:: GIVEN TEXT ::
Our nation’s on-the-ground management of wilderness is failing us. We are losing the nuts-and-bolts vital components of the American wilderness: clean air and water; wild, self-regulating forests that are free to grow old, rot or burn, begin anew, and grow old again at their own pace; grizzlies, lynx, trout, wolverine; and solitude. Ten thousand elements of the wilderness, or ten million, are being bartered away under our watch, with future generations paying the price, mourning the loss, the absence.

Other, stealthier wilderness changes are accelerating. Executive orders have directed government agencies to expedite energy projects, requiring a written explanation of any decision that hinders energy production, such as protecting wildlife. The Washington Post reported that Bureau of Land Management and Department of the Interior officials began rewarding employees who rushed through drilling permits on public lands. In January 2004, Secretary of the Interior Gale Norton challenged Wyoming BLM workers to triple the number of drilling permit approvals in the state’s natural gas fields from 1,000 to 3,000 a year.

In the Utah redrock desert, Norton ruled that BLM no longer had the authority to describe public lands as having wilderness characteristics, nor to manage them in such a way as to preserve and protect those qualities. Norton and the Department of the Interior did not, however, impugn the agency’s ability to identify, describe and manage public lands for oil and gas production; cattle and sheep grazing; hydroelectric production; timber; coal; gold, silver, copper and uranium mining; nor even, it would seem, the storage and retention of spent nuclear fuel rods.

The government also sought to define old wagon trails—and it seemed, any bent blade of grass or wheel-rut (the markings of which can assume a near-geological permanence in the desert) of an illegal motorcycle or all-terrain vehicle incursion—as a “road,” and to take jurisdiction of that “road” away from the federal government and to transfer it to local counties.

“We need as much wilderness as can be saved,” Wallace Stegner once said, arguing also for as many types as possible, not just rock- and ice-spine “recreational wildernesses” but deep-woods, low-elevation “biological wildernesses” such as the Yaak. And we need them connected in a planned and functional manner that is dedicated to their ongoing survival and health. If we take care of the wilderness, the wilderness will take care of us, serving as a reservoir for the cherished species our continent has sculpted over the past 100 millennia.

:: INFORMATION PROVIDED ::
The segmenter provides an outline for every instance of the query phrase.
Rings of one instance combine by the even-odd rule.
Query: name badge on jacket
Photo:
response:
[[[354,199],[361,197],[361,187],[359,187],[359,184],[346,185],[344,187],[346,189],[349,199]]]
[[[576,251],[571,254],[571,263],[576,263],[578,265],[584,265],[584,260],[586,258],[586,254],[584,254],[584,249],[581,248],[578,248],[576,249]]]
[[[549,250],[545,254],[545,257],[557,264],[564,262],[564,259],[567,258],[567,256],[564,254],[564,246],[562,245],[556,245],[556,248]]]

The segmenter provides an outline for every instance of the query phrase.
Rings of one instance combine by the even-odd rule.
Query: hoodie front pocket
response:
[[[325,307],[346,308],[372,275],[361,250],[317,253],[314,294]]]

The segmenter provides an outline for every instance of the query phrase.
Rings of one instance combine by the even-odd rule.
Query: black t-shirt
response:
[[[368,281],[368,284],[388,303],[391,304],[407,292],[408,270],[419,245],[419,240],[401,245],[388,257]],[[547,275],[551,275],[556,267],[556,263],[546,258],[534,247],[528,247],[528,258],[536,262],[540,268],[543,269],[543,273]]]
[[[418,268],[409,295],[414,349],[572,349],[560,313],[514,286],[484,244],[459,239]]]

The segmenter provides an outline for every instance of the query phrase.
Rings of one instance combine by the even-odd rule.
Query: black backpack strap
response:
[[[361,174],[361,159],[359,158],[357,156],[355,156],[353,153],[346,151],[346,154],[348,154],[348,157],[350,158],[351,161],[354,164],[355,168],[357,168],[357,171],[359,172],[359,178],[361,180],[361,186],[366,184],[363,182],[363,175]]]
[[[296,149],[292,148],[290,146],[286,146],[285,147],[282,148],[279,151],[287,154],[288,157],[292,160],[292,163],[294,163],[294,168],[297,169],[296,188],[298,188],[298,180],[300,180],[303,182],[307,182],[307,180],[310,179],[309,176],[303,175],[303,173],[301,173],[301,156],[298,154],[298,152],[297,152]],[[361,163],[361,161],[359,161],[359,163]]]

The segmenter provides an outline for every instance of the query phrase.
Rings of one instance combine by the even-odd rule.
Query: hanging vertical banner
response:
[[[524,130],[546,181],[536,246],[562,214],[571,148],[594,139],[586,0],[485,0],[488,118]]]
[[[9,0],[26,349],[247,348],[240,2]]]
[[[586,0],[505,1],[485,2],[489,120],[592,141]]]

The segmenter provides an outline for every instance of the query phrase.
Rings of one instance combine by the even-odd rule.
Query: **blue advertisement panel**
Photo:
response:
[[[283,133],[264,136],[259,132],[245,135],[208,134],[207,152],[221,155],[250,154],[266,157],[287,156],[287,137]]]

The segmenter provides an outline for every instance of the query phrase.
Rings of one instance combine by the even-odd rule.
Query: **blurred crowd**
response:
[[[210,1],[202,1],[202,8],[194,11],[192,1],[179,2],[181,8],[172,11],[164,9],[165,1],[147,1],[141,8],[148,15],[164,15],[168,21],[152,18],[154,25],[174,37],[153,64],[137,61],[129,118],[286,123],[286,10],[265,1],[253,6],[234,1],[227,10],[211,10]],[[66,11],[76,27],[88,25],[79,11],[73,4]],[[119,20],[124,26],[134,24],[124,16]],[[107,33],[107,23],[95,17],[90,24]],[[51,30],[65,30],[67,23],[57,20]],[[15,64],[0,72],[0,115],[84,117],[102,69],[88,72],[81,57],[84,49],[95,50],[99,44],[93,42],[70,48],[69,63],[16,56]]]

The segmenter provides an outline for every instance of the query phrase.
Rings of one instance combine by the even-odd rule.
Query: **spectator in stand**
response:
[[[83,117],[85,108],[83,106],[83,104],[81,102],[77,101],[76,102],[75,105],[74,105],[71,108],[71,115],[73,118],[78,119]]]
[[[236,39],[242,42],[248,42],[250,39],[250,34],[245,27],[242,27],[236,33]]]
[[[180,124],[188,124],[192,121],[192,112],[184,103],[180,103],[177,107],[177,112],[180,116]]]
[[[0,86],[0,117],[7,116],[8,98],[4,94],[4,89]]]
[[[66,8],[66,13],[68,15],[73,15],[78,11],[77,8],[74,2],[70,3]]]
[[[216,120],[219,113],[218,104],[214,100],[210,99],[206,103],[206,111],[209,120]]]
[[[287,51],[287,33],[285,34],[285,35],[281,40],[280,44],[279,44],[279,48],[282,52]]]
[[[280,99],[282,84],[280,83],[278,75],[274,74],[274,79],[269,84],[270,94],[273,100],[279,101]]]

:: EXERCISE AIM ::
Carry on the piece about American wilderness management from the point where it stops. The records have no connection to the text.

:: RESULT OF THE TASK ::
We need wilderness to continue serving as the great and irreplaceable filtration system for what little clean air and clean water we still possess in the continental United States. We need wilderness areas as wellsprings for spiritual renewal, and for artistic inspiration, and as the echo of the original (and ongoing) creation, against which to measure much scientific inquiry.

The wilderness is, and always has been, larger and more powerful than we are. We can harm it, certainly, and we can dishonor it, diminish it, even destroy and eradicate it. But what a wonderful, rare idea to pay homage and respect, and to treat with reverence, something so vastly more powerful than we are, and to allow it to continue to exist untouched for the sake of its own identity, and under its own dignity. This, I believe, is nothing less than an opportunity for us to participate in the divine, and to grow beyond ourselves.

Whether operating by instinct or reason, by science or religion, we must change our legislative direction, while we still can. We must stop ravaging the last of the wild with mines and roads cutting into the wilderness, must stop pushing to drill the last five percent of the Arctic coastal plain, must not roll back air and water protections in which we have already invested decades of commitment and in which the earth itself has already invested an eternity, creating the American wilderness before which, by grace, we still stand, awed and amazed.